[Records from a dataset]

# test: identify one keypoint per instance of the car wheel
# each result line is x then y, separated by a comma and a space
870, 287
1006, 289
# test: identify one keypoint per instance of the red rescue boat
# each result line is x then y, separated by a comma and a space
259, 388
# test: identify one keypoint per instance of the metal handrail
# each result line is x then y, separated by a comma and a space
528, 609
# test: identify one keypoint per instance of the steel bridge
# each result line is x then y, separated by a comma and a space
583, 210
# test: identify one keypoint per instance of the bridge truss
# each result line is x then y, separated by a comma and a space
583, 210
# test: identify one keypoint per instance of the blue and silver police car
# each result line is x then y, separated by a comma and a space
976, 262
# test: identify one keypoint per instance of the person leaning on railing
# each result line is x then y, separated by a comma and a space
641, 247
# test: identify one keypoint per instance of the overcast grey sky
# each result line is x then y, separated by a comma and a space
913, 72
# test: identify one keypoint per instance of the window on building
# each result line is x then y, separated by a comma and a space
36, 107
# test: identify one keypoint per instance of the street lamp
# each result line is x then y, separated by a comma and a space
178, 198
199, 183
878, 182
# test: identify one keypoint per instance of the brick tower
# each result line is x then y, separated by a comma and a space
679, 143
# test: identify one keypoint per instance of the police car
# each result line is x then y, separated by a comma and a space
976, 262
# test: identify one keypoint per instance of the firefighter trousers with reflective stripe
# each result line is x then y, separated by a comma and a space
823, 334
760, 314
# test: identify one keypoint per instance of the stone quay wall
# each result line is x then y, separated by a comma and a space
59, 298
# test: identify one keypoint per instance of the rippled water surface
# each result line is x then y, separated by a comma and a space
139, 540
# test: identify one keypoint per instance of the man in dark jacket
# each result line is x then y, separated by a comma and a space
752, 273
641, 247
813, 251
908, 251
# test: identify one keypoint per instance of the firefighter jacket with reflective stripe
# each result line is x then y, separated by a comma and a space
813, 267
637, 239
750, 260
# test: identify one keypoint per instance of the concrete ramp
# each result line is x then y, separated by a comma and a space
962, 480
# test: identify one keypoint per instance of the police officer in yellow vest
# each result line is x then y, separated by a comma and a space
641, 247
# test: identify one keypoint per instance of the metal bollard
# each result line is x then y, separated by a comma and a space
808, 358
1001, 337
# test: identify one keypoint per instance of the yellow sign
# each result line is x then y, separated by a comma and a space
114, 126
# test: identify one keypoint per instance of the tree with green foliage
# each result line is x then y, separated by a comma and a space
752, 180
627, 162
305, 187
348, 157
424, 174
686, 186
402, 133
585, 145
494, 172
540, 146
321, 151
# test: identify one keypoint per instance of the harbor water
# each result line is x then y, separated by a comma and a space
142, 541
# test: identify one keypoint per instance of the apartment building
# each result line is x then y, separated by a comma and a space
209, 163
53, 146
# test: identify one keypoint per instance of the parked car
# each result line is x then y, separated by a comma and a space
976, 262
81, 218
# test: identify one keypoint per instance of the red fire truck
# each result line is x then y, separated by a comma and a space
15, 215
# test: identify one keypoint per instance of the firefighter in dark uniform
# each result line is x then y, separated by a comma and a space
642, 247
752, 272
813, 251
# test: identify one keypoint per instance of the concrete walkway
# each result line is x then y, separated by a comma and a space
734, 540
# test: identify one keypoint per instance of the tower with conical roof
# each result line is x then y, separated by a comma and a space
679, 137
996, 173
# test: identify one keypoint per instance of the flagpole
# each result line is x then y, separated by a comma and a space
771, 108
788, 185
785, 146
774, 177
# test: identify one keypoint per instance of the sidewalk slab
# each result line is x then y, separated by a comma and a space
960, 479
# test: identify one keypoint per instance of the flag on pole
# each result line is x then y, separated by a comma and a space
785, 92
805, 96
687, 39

...

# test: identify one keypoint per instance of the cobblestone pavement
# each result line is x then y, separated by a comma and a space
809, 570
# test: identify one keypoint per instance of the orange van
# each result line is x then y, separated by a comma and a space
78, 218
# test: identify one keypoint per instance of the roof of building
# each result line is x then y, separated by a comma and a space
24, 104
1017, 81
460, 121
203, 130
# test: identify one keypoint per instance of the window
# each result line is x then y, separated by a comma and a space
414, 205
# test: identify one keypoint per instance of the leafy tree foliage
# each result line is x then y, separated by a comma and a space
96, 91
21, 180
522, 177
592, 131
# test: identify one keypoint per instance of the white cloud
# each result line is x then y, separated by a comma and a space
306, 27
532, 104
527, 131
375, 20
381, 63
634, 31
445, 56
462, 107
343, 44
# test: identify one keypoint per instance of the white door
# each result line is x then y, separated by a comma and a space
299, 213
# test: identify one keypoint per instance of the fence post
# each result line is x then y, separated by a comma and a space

==

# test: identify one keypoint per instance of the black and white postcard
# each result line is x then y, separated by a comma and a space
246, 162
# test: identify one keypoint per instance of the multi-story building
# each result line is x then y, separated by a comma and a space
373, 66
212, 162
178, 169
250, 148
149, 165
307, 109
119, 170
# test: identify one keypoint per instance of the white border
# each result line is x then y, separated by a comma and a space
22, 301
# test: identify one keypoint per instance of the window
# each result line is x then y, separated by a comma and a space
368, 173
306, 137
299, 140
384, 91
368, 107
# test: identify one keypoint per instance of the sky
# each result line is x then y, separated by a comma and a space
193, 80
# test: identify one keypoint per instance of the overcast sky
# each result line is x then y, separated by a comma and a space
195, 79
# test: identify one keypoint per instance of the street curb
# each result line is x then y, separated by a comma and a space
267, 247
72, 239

Problem statement: Extract every line of the records above that contains the word "building", matching case exactly.

Output for this task:
# test: identify one keypoint per instance of the window on building
# test: identify one keypoint per instance of the apartment building
# test: identify one keypoint per instance of the roof of building
# test: identify one keypoint per instance of the multi-story building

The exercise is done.